Un altro precetto fondamentale della festa è il lulàv: un fascio di vegetali composto da un ramo di palma, due di salice, tre di mirto e da un cedro che va agitato durante le preghiere. Forte è il significato simbolico del lulàv: la palma è senza profumo, ma il suo frutto è saporito; il salice non ha né sapore né profumo; il mirto ha profumo, ma non sapore ed infine il cedro ha sapore e profumo. Sono simbolicamente rappresentati tutti i tipi di uomo: tutti insieme sotto la sukkà. Secondo un’altra interpretazione simbolica la palma sarebbe la colonna vertebrale dell’uomo, il salice la bocca, il mirto l’occhio ed infine il cedro il cuore. L’uomo rende grazie a Dio con tutte le parti del suo essere.

Dati archiviati:
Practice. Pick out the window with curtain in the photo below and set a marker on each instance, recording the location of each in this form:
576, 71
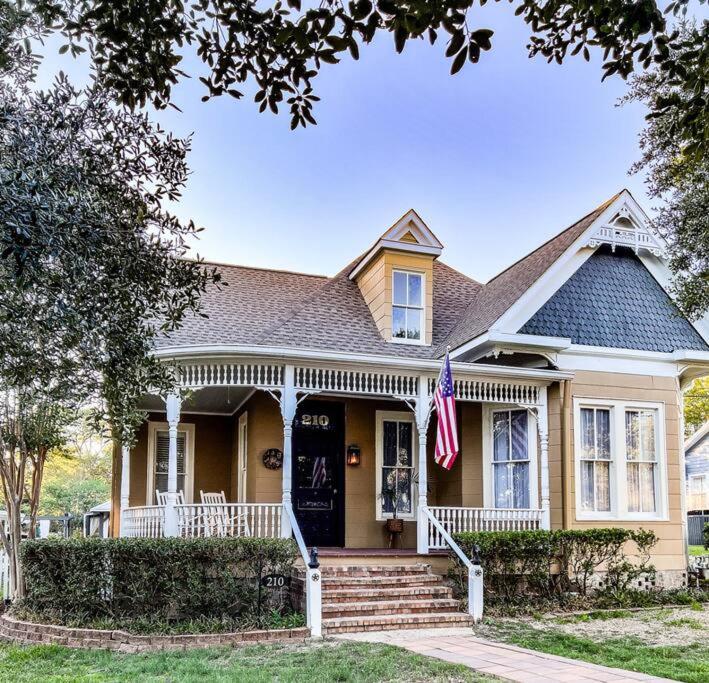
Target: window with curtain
407, 310
641, 456
162, 446
397, 468
595, 458
510, 455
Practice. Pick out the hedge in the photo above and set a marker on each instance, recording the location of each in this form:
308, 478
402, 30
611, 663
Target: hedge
167, 579
520, 564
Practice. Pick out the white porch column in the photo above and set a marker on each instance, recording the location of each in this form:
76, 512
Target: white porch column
543, 428
289, 403
422, 414
173, 403
125, 488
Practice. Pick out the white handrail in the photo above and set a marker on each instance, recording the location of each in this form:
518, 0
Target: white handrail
475, 572
313, 579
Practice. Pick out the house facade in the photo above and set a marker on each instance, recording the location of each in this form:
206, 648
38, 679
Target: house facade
696, 449
307, 399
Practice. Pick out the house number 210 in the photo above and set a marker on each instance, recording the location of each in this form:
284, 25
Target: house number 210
315, 420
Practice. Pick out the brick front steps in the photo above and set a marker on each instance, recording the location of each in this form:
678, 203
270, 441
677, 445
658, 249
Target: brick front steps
23, 632
386, 597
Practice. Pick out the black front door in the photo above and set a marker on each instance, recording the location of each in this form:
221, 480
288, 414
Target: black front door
318, 472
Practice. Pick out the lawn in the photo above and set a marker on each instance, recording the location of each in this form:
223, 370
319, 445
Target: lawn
326, 662
670, 643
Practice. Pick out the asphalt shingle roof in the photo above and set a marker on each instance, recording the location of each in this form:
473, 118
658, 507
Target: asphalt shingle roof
613, 300
295, 310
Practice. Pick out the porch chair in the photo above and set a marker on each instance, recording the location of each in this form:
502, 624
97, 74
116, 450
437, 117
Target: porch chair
218, 518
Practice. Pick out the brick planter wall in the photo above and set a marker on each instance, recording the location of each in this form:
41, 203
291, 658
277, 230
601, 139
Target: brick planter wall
25, 632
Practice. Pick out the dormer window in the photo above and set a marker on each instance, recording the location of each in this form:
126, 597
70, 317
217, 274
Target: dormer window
407, 306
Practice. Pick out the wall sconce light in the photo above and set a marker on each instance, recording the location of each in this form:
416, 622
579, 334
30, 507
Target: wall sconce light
353, 455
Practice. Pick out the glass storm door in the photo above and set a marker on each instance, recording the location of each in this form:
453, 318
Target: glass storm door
318, 472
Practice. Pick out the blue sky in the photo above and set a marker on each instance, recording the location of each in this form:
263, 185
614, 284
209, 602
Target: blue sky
496, 159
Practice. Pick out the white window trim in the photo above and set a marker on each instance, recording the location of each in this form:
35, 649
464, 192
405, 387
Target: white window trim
618, 466
399, 416
488, 476
399, 340
242, 459
188, 430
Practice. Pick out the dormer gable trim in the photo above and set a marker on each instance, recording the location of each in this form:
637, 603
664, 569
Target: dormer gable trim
398, 237
628, 227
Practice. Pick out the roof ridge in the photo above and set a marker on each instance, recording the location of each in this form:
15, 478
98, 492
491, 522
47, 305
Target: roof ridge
287, 317
600, 207
261, 268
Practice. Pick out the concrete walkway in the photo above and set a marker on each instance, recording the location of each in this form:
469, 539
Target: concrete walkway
459, 646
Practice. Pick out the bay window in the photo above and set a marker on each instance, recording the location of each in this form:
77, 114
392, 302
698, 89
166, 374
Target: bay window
620, 461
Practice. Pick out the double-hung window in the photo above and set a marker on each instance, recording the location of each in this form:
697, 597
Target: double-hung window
620, 459
509, 455
158, 459
407, 308
396, 464
595, 457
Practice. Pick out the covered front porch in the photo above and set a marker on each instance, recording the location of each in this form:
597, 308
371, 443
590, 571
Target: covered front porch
330, 453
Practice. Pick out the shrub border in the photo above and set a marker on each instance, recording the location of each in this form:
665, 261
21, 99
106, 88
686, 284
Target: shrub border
28, 633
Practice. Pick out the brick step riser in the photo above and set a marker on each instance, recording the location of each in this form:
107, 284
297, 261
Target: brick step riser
328, 572
441, 592
370, 584
360, 611
396, 625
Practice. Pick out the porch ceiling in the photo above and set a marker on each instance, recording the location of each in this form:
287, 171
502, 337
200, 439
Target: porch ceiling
217, 400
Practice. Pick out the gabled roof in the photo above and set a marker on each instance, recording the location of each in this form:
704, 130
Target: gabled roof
500, 293
310, 312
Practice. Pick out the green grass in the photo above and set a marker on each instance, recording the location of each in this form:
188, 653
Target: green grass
689, 663
360, 662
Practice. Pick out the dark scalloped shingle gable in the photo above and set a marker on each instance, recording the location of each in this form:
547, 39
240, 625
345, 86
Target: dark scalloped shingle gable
613, 300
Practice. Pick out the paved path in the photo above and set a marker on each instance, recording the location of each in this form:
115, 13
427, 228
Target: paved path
459, 646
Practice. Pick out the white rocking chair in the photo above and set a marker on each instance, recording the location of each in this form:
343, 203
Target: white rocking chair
218, 519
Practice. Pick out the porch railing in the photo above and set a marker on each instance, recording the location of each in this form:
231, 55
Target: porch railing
457, 519
261, 520
147, 521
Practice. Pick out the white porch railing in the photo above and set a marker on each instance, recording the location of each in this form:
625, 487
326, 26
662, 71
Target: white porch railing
147, 521
475, 572
262, 520
456, 520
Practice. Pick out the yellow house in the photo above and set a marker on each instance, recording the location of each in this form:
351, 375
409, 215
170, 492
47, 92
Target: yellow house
306, 400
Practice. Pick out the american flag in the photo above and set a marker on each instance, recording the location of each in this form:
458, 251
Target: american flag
447, 433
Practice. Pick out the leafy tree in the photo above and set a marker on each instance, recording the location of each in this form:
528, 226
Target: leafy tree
31, 424
282, 47
696, 405
678, 178
93, 271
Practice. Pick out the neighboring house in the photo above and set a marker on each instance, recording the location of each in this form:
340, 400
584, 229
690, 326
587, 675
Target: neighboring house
568, 370
696, 466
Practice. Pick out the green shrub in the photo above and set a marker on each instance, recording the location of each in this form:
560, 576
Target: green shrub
167, 579
520, 565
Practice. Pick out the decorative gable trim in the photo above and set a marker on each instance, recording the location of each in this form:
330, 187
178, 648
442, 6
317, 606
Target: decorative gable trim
627, 228
410, 234
622, 215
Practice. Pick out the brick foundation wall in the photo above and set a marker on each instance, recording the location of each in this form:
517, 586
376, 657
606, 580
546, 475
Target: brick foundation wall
24, 632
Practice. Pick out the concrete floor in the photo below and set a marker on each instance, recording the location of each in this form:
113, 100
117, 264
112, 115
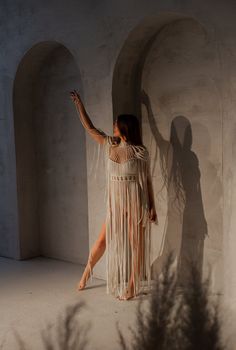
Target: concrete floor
34, 292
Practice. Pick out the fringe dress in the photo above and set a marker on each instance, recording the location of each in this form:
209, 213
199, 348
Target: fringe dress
128, 225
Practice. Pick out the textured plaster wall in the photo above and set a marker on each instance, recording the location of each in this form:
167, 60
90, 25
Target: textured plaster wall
188, 70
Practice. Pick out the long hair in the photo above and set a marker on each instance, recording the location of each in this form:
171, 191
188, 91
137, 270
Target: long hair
129, 127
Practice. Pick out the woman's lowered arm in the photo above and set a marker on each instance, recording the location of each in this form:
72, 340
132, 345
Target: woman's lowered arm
96, 134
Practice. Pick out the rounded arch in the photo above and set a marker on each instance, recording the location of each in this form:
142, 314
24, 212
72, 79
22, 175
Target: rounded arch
128, 69
50, 156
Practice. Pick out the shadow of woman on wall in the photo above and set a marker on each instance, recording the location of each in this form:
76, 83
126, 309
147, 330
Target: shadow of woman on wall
186, 224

Cose da fare:
a. Elenca i vegetali che compongono il lulàv secondo il testo sul lulàv, indicando per ciascuno la quantità.
b. Rispondi in base al testo sul lulàv:
(i) In quale momento va agitato il lulàv?
(ii) Quale vegetale non ha né sapore né profumo?
(iii) Nell'altra interpretazione simbolica, quale parte dell'uomo sarebbe il mirto?
c. Trascrivi fedelmente dal testo sul lulàv il brano da "Un altro precetto" a "del suo essere.".

Risposte ai compiti:
a.
- Un ramo di palma
- Due rami di salice
- Tre rami di mirto
- Un cedro

b.
(i) Durante le preghiere.
(ii) Il salice.
(iii) L'occhio.

c.
Un altro precetto fondamentale della festa è il lulàv: un fascio di vegetali composto da un ramo di palma, due di salice, tre di mirto e da un cedro che va agitato durante le preghiere. Forte è il significato simbolico del lulàv: la palma è senza profumo, ma il suo frutto è saporito; il salice non ha né sapore né profumo; il mirto ha profumo, ma non sapore ed infine il cedro ha sapore e profumo. Sono simbolicamente rappresentati tutti i tipi di uomo: tutti insieme sotto la sukkà. Secondo un’altra interpretazione simbolica la palma sarebbe la colonna vertebrale dell’uomo, il salice la bocca, il mirto l’occhio ed infine il cedro il cuore. L’uomo rende grazie a Dio con tutte le parti del suo essere.